[TASKS TO CARRY OUT]
(A) In the passage on election forecasting, what percentage of the two-party vote does Michael Lewis-Beck predict Gore will win?
(B) Condense the paragraph of the election forecasting passage that begins "Although Bush's pollster finds fault" into a shorter version that keeps its main facts.
(C) Resume the passage on election forecasting after its last sentence and carry it forward.

[READING PASSAGE]
You didn't realize that Gore has won the election? A technicality. According to half a dozen political scientists who have honed and polished the art of election forecasting, the die is all but cast. Today, with 165 days left before Americans go to the polls, they are saying Gore will win 53 to 60 percent of the vote cast for him and George W. Bush.
Although Bush's pollster finds fault with these forecasts, these academic prognosticators have a startlingly good record predicting election results months in advance. The fact that opinion polls today give Bush a modest lead over Gore doesn't faze them. Polls this early in the campaign "just have a relatively low correlation with the fall vote," said Thomas Mann of the Brookings Institution, who has written about election forecasting. The forecasters have a better record, Mann added.
"It's not even going to be close," said Michael Lewis-Beck of the University of Iowa, who foresees Gore winning 56.2 percent of the two-party vote. Lewis-Beck's forecasting model is based on growth of the gross domestic product from the fourth quarter of the preelection year through the first quarter of election year, and on poll findings on presidential approval and voter opinions on which party's candidate will best promote peace and prosperity.
Should anyone listen to Lewis-Beck? Well, in 1996 he did miscall the final results. His July forecast that year foresaw President Clinton winning 54.8 percent of the two-party vote in November. In fact, Clinton won 54.7 percent. Yipes. That was a better prediction four months before the election than most commentators and pollsters could make a few days before the voting. Indeed, Lewis-Beck was much closer to the actual result than the national exit poll taken on Election Day as voters left their polling places, which overstated Clinton's vote by more than 3 percentage points.

[RECORDED DATA]
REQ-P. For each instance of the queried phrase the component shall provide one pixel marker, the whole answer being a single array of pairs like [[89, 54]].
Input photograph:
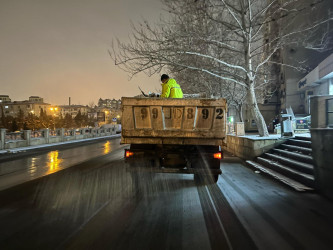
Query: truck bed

[IN RESPONSE]
(A) 56.2 percent.

(B) Although Bush's pollster disputes them, academic forecasters have a strikingly good record of predicting elections months ahead, so they are not troubled by early polls showing Bush slightly ahead. Thomas Mann of the Brookings Institution said polls this early correlate relatively poorly with the fall vote and that the forecasters have a better record.

(C)
The leading academic forecasters share the belief that elections reflect, first of all, underlying trends in the economy and public opinion. Each has his own elaborate mathematical model, but they share common ingredients: a measurement of the health of the economy and poll findings on the public's political views. Some leave it at that, some add other factors, such as how Americans are feeling about their personal economic situations (literally better than ever before, at this moment). And different forecasting models use different measurements of the economy and of public opinion, taken at different times from about now through Labor Day.
All of them use elaborate higher mathematics to come up with predictions of the share of the two-party vote that the candidate of the incumbent party will win in November. (All agree that third-party candidates have no palpable impact on their models, and history bears them out.) Five of the best forecasters (measured by their records) say that as of today, Gore can be expected to win 53 to 60 percent of the two-party vote in November. This means none of the forecasts predicts a really close election. Most of these models have picked the winner correctly in years since 1952 when the winner got 53 percent or more of the vote.
If these models are right--and in fairness to their cautious authors, none seems ready to bet his pension on his prediction--Gore's biggest advantages are the popularity of the president and the continuing economic boom. Clinton enjoys an approval rating of about 60 percent in polls, a number that has remained constant for many months. This suggests that by November, many Americans may not agree with Bush and the Republicans that it's time for a change in the party holding the White House. While the longest economic expansion of the modern era continues, the status quo retains considerable appeal.
Thomas M. Holbrook, a professor at the University of Wisconsin at Milwaukee, uses as an economic indicator public responses to a question asked regularly by one of America's oldest polls, the University of Michigan's survey of consumers: ". . . Would you say that you . . . are better off or worse off financially than you were a year ago?" Positive answers to this question are literally off the chart.
In 1984, when President Ronald Reagan buried Walter F. Mondale, Holbrook noted in an interview, most Americans answered that question affirmatively. He gave their answers a numerical value of 121, meaning 21 percent more Americans said they were better off than said they were worse off, compared with a year earlier. This was the highest ever in an election year, Holbrook said--until now. In March of this year, the index was 135.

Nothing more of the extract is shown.